Material supplied section start

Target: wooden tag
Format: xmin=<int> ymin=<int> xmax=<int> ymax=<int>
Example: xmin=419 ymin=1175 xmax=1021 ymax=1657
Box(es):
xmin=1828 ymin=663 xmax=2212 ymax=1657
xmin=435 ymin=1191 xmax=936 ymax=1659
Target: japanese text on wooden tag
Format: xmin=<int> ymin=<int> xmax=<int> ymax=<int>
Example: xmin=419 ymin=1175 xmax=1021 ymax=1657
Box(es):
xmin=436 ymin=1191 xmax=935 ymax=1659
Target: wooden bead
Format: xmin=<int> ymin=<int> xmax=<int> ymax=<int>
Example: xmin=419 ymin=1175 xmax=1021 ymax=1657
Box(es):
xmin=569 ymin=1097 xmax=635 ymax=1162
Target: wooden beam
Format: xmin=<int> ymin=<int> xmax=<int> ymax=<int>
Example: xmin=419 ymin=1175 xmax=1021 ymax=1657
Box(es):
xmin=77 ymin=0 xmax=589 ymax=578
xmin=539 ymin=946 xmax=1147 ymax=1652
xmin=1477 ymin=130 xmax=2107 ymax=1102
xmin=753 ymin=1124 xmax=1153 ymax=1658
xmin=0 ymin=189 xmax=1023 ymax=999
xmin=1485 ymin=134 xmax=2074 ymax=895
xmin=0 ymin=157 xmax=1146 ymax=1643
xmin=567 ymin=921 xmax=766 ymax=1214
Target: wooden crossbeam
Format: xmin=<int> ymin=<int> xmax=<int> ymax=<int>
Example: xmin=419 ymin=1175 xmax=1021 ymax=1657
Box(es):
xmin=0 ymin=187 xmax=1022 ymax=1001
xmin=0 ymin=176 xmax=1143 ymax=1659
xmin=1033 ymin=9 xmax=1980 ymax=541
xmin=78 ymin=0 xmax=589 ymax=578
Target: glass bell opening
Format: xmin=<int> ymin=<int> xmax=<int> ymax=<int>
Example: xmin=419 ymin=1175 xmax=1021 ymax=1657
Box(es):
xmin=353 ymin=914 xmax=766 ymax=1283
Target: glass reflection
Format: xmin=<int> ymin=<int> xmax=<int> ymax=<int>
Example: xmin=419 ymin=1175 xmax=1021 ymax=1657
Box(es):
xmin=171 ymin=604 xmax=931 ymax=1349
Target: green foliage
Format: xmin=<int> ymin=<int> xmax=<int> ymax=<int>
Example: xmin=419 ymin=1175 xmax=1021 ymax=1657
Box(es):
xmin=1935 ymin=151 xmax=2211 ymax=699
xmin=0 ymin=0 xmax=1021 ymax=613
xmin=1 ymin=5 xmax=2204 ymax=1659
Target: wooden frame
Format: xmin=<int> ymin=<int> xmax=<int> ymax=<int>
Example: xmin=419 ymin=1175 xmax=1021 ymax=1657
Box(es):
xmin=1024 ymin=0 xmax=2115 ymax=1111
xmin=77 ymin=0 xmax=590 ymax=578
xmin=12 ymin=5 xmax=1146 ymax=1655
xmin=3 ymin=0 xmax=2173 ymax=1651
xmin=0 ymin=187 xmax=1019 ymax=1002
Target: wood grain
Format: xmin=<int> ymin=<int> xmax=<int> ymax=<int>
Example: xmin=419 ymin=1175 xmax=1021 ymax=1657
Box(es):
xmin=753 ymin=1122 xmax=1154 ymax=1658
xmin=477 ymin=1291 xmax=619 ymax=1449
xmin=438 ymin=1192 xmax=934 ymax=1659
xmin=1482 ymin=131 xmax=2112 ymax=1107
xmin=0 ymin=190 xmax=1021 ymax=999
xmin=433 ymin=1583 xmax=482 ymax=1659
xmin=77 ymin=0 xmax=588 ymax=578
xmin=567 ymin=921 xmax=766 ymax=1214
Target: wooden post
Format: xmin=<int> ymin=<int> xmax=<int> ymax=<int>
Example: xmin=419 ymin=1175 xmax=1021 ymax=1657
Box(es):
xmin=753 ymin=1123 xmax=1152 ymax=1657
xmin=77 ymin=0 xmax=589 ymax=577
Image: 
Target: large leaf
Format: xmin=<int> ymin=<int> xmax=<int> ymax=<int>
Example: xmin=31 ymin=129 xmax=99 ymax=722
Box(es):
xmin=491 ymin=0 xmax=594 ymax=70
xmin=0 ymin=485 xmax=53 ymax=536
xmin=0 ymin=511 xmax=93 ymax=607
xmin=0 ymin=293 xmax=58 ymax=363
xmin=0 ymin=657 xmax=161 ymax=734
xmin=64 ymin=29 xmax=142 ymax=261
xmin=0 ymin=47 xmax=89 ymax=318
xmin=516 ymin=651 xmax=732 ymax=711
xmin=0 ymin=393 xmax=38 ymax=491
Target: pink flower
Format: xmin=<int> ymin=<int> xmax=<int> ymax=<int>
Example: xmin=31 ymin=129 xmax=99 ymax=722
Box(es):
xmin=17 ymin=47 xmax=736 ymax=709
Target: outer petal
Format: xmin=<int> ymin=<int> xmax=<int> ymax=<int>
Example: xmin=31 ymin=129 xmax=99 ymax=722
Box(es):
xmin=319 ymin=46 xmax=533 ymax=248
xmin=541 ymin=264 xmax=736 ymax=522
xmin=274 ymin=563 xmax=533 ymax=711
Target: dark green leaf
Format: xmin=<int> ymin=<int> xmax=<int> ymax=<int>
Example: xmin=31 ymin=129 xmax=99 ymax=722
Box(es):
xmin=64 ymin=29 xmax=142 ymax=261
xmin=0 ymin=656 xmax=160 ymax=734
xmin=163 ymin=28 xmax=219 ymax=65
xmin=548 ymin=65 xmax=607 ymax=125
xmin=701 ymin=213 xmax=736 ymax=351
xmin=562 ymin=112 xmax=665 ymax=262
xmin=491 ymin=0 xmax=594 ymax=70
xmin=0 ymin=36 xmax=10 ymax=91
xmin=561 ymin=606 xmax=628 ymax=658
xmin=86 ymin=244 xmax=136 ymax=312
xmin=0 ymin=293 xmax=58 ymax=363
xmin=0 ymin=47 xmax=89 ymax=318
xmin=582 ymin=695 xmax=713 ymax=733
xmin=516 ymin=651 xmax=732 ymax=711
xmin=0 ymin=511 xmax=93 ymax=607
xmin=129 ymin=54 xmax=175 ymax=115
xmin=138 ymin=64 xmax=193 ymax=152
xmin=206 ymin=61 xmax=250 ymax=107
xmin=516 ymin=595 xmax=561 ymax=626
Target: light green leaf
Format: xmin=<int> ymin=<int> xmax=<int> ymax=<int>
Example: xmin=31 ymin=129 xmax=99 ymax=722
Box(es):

Material supplied section end

▶ _Your goal_
Which lines of the records contain "glass"? Show each of them.

▶ _Response to the exercise_
Target: glass bell opening
Target: glass reflection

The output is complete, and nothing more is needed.